Referring expression pointing data:

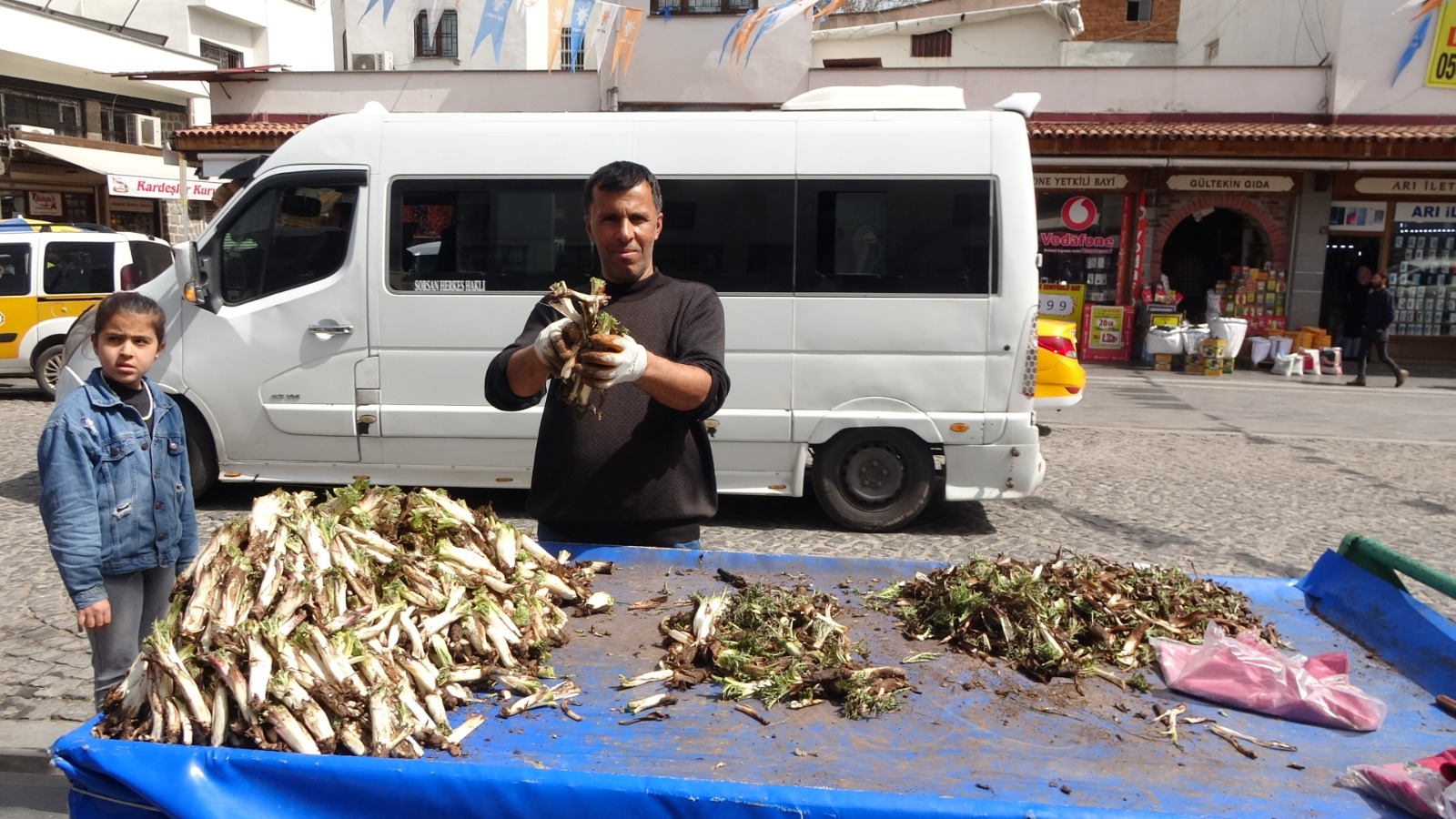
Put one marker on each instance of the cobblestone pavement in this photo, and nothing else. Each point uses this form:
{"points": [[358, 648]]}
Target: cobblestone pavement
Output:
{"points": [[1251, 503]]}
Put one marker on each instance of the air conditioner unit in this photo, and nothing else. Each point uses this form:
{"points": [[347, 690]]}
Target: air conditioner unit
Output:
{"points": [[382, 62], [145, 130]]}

* **EXERCISE**:
Transcribe the entries above verbatim, excluding any image.

* **SOLUTION**:
Put one marker on each instance of the cobblestone pavement in this photo, and nothing else. Each point uses this form:
{"points": [[358, 648]]}
Target: cobblestone pavement
Output:
{"points": [[1251, 503]]}
Put one marker on each instance of the air conditioner unit in this photo, and nothing else. Each point uses this form:
{"points": [[347, 690]]}
Target: air conditioner unit
Output:
{"points": [[382, 62], [145, 130]]}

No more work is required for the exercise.